## What needs to be done
Which lines of the material below contain the word "slab"? Return each of them.

## Records for the task
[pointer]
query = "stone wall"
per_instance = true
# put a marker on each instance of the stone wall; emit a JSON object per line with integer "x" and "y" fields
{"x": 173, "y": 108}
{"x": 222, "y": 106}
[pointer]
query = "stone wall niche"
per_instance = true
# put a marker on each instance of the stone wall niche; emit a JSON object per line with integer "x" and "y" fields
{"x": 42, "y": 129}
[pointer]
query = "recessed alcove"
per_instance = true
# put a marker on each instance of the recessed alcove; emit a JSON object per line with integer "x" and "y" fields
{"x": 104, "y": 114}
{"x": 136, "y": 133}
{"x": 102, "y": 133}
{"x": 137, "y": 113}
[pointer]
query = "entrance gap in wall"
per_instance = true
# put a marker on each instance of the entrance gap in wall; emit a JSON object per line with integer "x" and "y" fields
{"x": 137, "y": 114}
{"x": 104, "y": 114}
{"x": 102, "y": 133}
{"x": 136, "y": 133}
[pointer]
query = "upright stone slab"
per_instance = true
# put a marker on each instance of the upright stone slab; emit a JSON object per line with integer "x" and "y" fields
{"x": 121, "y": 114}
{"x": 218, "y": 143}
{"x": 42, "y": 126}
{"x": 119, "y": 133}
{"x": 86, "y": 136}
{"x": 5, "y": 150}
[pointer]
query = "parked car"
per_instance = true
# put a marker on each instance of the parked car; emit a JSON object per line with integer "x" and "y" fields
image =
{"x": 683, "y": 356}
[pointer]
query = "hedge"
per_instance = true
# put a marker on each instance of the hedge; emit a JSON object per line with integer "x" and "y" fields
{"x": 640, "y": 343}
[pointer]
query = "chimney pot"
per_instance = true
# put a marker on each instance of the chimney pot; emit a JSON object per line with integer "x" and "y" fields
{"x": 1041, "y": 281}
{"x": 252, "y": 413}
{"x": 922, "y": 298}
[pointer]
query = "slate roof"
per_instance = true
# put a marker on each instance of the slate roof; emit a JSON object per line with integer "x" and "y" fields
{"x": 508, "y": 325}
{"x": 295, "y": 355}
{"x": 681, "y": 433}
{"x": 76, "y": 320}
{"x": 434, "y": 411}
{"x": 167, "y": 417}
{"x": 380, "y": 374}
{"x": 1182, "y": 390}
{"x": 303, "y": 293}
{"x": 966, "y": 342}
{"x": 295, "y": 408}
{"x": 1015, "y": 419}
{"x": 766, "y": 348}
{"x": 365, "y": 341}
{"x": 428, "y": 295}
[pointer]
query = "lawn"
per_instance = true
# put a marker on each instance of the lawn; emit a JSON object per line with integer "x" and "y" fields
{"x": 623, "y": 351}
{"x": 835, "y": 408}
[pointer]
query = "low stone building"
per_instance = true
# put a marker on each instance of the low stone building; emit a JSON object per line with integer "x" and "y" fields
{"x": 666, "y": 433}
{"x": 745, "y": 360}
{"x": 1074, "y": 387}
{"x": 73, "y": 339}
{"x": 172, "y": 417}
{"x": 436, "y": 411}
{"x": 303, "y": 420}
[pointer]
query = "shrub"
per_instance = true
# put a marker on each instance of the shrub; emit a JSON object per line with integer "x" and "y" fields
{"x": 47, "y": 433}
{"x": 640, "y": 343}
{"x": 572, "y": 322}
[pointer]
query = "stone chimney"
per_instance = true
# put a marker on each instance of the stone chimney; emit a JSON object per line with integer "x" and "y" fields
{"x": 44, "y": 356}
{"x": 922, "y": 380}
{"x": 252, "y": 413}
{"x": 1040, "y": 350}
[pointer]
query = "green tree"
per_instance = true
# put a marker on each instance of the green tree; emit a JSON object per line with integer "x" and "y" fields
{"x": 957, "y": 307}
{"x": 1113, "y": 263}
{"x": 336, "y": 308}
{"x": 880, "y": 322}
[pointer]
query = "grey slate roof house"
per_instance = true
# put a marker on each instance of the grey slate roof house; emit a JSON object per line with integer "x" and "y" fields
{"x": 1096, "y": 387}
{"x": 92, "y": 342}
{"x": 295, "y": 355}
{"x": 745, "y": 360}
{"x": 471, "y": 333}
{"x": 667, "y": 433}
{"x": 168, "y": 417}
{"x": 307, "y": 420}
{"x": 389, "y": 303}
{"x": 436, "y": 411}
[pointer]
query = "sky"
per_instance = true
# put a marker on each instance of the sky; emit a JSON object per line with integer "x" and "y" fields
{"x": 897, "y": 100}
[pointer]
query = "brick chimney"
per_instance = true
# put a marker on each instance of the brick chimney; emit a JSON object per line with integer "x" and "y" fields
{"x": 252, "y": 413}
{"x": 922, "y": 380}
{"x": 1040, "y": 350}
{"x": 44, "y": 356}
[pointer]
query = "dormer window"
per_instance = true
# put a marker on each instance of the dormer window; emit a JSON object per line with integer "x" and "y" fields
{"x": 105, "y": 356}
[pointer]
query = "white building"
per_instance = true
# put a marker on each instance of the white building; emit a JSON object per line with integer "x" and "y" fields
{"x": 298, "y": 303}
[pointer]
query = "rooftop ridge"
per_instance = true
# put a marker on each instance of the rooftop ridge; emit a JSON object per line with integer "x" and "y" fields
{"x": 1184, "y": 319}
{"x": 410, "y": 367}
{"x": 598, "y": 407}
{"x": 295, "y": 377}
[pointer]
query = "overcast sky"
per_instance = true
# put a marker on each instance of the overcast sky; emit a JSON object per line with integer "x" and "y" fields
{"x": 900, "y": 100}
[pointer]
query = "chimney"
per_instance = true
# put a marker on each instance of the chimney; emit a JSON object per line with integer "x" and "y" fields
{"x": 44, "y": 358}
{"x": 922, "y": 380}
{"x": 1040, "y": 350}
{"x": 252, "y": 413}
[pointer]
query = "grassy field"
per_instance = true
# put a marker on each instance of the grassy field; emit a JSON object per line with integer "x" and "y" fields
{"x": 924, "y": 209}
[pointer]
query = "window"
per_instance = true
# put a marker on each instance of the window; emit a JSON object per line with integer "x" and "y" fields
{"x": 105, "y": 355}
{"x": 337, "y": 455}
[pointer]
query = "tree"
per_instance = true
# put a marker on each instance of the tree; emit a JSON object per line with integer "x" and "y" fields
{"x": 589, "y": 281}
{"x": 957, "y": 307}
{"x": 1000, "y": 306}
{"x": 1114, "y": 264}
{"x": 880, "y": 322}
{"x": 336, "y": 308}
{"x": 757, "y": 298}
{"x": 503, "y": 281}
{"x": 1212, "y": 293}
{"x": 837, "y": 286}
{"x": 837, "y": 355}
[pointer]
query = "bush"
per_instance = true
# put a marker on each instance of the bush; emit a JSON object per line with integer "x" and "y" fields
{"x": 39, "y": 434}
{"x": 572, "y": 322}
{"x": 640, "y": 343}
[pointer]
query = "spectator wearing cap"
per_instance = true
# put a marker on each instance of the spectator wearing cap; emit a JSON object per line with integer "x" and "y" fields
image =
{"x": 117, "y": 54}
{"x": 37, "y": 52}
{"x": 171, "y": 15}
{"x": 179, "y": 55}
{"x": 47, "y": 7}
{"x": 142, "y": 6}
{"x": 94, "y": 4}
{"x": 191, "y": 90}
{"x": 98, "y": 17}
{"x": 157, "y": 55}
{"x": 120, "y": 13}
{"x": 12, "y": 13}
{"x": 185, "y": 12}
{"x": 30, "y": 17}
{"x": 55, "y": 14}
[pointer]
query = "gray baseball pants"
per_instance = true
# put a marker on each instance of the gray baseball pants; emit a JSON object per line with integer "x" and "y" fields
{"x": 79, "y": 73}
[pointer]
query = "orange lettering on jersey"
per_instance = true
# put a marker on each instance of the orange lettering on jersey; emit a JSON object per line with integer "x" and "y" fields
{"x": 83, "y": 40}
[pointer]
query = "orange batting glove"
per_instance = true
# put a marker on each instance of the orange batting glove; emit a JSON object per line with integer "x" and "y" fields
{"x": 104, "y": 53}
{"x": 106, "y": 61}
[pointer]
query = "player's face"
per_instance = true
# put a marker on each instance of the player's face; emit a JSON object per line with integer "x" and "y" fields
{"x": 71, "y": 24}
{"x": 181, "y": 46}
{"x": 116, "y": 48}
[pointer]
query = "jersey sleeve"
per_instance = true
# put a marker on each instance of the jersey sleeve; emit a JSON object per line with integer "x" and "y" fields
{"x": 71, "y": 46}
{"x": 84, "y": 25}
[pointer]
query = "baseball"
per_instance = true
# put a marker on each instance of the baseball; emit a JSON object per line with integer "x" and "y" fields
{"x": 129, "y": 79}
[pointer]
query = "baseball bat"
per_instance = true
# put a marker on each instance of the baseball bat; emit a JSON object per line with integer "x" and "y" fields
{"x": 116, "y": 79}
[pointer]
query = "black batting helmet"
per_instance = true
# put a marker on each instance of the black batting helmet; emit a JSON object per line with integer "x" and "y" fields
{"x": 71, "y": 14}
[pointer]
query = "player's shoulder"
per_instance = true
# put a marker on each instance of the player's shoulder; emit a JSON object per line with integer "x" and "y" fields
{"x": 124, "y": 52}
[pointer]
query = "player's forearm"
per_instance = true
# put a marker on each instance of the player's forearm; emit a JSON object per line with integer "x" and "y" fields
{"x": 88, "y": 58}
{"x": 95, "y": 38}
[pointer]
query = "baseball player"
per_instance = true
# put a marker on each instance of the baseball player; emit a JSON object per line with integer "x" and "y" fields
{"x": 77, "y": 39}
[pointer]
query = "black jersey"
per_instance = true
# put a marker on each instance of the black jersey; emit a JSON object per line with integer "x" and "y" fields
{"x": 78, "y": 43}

## Result below
query = "upright stone slab"
# put a marker on each instance of the upright stone slab; emit a JSON object per line with integer "x" and "y" fields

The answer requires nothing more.